**GOAL**
Exactly and only the lines from the one with "the dark granite" through the end of the listing are to be transcribed, both ends included.

(Records)
════

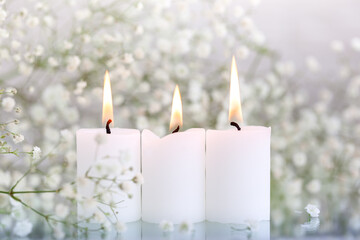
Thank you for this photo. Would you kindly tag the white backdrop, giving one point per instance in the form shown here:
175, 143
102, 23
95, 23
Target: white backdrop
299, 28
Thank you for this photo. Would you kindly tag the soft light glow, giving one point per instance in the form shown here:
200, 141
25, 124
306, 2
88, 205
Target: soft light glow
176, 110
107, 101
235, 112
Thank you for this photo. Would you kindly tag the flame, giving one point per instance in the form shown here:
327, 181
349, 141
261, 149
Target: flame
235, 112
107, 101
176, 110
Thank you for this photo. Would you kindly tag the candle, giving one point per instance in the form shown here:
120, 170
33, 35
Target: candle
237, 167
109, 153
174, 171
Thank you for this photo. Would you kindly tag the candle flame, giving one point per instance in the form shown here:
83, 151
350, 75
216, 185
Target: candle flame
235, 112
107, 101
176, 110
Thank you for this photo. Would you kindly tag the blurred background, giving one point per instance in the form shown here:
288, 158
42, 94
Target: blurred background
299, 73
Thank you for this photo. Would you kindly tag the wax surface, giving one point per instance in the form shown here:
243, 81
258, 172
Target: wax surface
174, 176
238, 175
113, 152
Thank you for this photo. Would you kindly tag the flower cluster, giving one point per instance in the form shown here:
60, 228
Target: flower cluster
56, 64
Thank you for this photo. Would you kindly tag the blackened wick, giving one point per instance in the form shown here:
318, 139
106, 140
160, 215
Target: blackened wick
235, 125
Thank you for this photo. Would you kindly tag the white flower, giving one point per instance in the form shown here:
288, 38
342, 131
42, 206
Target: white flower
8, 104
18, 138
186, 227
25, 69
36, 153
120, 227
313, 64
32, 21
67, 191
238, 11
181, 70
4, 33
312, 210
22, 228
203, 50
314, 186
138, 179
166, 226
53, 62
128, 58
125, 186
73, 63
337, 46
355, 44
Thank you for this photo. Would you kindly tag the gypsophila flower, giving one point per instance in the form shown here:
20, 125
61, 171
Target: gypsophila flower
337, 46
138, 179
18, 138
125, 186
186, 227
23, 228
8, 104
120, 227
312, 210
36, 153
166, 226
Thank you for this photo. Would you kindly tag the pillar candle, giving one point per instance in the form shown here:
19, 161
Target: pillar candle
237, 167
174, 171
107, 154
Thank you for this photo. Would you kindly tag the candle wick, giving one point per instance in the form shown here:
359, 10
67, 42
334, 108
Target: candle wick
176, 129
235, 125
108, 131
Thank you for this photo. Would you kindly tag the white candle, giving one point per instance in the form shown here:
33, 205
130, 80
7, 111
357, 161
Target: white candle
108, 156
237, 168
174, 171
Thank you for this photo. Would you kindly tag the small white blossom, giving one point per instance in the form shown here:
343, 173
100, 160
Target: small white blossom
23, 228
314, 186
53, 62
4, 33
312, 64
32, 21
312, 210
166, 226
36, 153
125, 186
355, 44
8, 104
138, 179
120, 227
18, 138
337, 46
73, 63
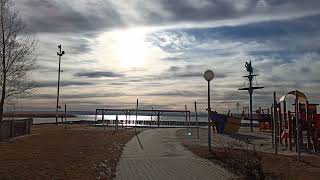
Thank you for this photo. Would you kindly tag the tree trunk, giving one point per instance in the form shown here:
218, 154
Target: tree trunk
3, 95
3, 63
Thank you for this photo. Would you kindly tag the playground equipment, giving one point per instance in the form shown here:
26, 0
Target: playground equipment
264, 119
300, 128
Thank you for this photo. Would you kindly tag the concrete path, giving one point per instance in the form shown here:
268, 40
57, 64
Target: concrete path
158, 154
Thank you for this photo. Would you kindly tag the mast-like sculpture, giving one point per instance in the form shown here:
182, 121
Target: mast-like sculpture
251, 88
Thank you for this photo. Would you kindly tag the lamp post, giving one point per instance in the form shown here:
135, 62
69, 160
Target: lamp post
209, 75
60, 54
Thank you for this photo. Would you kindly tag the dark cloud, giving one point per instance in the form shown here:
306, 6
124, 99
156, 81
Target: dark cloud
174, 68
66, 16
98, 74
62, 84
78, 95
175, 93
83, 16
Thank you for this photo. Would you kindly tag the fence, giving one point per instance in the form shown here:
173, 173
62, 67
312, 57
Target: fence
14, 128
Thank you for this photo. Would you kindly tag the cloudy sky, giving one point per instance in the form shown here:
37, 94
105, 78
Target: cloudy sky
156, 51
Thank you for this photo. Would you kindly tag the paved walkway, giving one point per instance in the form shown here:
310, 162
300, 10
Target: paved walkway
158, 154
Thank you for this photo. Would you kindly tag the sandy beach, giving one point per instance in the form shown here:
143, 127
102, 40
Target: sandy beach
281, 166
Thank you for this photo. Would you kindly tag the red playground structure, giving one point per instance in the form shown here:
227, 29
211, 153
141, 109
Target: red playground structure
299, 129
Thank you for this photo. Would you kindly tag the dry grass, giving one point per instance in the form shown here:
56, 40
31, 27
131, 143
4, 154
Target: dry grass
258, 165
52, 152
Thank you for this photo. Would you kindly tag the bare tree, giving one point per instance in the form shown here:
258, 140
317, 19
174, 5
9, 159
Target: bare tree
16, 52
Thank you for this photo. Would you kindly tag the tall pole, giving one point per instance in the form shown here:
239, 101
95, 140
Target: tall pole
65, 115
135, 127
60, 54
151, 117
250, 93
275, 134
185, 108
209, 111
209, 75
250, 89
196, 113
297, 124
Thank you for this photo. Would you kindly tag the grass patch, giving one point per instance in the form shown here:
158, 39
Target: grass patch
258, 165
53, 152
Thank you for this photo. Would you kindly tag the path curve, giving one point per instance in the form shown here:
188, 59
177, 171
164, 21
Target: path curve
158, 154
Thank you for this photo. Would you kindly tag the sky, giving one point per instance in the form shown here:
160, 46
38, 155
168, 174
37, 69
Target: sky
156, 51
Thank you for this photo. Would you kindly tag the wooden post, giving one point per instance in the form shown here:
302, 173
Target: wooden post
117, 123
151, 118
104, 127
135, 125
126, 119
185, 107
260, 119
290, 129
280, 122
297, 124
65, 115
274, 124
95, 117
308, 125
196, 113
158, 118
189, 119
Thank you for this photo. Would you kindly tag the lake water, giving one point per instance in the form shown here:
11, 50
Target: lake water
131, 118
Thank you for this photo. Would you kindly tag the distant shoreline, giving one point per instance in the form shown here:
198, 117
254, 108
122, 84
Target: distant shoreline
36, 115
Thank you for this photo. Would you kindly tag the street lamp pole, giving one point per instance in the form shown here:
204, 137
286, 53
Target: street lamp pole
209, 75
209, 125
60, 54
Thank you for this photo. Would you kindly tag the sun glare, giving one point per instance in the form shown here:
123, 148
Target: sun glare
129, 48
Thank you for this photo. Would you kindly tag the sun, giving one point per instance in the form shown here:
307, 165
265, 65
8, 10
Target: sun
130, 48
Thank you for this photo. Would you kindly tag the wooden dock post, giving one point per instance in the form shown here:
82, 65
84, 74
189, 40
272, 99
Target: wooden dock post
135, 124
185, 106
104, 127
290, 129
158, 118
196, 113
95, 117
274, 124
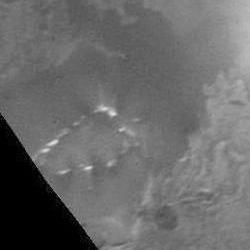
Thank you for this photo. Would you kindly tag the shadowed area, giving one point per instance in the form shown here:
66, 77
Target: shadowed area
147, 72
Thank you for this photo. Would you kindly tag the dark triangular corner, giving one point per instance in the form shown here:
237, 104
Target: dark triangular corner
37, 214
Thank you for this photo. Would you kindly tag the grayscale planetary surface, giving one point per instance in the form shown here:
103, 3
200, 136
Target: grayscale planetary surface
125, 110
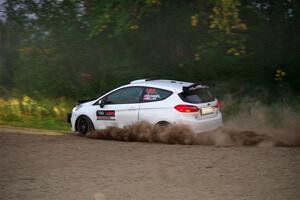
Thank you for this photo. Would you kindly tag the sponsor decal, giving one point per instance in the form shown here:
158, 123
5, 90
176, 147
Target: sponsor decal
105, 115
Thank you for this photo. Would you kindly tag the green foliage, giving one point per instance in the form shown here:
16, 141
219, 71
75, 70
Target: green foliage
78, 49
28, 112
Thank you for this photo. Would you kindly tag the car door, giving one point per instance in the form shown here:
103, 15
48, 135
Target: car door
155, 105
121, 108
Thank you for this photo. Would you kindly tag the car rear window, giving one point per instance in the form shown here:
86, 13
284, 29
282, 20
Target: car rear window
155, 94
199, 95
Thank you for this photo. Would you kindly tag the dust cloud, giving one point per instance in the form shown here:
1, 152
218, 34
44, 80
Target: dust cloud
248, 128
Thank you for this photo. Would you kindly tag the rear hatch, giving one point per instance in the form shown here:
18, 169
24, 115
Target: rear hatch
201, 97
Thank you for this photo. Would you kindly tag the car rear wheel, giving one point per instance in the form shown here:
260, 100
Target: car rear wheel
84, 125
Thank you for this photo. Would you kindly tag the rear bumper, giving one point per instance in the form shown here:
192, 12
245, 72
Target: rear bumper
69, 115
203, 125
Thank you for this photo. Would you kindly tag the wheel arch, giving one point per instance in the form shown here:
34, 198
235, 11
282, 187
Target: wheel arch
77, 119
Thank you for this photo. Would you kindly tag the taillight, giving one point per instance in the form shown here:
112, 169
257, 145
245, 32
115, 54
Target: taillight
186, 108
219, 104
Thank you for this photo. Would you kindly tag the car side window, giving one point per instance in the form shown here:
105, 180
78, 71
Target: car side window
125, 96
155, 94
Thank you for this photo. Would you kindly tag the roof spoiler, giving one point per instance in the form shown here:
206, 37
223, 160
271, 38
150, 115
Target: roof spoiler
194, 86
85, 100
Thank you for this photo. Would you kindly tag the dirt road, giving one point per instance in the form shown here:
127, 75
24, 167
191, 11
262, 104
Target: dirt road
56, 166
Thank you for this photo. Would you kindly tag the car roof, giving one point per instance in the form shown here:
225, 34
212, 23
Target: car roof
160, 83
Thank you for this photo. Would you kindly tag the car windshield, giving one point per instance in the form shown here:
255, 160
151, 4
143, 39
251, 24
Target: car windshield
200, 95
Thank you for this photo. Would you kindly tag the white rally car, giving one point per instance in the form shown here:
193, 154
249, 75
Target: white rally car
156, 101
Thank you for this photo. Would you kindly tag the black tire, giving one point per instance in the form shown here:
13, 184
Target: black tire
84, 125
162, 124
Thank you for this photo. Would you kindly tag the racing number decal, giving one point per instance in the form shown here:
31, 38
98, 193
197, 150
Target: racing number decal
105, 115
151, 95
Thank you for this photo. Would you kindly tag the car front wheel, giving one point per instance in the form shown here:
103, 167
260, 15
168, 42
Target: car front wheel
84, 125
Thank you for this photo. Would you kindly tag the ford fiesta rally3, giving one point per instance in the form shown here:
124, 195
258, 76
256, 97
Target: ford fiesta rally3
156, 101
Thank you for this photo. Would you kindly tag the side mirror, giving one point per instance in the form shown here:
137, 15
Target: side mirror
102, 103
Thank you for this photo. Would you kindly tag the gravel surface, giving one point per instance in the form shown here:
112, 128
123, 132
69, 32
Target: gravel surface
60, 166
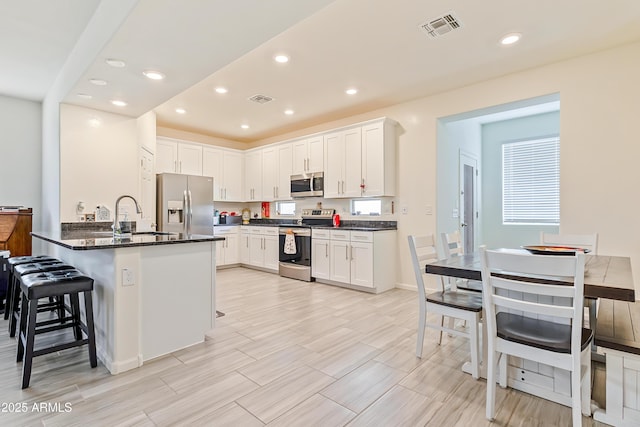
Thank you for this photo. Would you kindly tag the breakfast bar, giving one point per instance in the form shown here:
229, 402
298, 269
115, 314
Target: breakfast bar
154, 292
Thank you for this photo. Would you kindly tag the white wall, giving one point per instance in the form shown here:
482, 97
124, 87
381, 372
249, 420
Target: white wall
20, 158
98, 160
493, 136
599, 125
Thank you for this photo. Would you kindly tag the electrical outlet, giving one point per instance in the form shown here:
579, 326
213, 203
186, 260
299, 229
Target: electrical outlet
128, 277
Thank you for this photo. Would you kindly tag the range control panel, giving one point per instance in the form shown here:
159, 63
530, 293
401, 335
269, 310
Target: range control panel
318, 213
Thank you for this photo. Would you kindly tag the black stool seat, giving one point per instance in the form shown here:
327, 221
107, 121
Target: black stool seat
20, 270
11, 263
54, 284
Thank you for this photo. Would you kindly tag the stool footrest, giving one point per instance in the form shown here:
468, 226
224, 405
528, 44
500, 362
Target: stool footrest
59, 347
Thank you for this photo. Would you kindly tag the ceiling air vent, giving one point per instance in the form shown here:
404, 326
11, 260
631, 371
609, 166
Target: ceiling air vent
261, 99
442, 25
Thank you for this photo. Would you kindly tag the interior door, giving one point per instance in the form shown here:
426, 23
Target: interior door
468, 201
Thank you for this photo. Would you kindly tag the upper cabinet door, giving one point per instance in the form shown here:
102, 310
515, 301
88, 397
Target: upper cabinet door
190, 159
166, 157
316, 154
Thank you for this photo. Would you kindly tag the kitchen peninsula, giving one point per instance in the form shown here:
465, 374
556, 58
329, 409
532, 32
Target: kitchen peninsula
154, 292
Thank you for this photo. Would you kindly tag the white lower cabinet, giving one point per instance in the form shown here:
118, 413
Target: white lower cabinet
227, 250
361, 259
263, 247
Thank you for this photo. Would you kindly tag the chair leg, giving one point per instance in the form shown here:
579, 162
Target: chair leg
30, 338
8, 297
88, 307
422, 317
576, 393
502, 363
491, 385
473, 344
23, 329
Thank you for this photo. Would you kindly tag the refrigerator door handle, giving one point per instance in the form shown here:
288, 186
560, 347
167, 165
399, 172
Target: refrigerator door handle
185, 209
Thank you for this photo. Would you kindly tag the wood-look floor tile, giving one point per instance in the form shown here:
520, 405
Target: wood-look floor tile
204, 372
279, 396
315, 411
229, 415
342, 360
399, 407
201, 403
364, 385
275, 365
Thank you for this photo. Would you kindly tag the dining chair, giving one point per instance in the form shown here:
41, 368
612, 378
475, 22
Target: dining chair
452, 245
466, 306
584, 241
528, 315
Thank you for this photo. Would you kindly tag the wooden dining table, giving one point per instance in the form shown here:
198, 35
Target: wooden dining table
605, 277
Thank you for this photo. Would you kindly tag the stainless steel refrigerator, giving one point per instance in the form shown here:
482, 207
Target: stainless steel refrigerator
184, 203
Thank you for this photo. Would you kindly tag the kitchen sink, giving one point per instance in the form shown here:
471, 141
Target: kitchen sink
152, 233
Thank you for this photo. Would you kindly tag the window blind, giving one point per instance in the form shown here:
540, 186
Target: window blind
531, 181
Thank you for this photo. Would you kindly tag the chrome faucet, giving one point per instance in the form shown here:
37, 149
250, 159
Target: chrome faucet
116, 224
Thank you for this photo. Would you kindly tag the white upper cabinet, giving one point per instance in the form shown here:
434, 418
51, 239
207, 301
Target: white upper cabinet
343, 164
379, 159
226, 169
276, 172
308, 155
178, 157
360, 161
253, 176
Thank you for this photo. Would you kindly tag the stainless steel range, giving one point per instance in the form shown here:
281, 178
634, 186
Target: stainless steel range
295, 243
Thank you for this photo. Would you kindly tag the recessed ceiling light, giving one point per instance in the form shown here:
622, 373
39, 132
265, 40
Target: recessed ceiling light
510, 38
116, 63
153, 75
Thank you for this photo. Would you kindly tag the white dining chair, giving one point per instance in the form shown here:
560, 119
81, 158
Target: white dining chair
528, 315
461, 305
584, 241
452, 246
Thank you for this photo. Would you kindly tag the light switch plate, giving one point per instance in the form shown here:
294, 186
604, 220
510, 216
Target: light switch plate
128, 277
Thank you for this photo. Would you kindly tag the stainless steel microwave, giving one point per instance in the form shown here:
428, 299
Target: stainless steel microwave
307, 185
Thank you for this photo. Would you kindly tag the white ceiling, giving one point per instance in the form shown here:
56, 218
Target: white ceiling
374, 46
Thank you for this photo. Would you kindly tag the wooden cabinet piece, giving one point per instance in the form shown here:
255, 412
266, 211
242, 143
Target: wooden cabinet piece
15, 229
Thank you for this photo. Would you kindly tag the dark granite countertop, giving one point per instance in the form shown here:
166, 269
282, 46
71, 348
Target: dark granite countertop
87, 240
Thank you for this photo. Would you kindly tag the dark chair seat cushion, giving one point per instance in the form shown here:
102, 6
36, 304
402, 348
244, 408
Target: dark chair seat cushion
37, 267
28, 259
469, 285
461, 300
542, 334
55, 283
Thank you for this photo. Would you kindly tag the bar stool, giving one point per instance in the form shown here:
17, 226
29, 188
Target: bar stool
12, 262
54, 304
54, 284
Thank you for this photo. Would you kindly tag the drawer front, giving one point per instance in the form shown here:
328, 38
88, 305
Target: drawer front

════

**WRITTEN SOLUTION**
Thank you for this photo. Would you kindly tag the dark granite countertop, giving one point per instance in the form shown here:
166, 269
282, 46
71, 348
Target: dark granite countertop
87, 240
Thank you for this photo. Would you kindly tag the dark chair seat cushion, giving one point per instance in the form shown here:
102, 6
36, 304
402, 348
244, 408
Target: dark chair seat cushion
37, 267
28, 259
469, 285
461, 300
542, 334
55, 283
Thank you for this photo. Would you kindly tag the bar stool, giving one point per instance in the form shown here:
17, 226
29, 188
Target: bar stool
12, 262
54, 304
54, 284
Thank you for this photo. Would you kindly tag the drawer front, giving one point per instance in the form shown here:
328, 38
88, 305
Target: drawer front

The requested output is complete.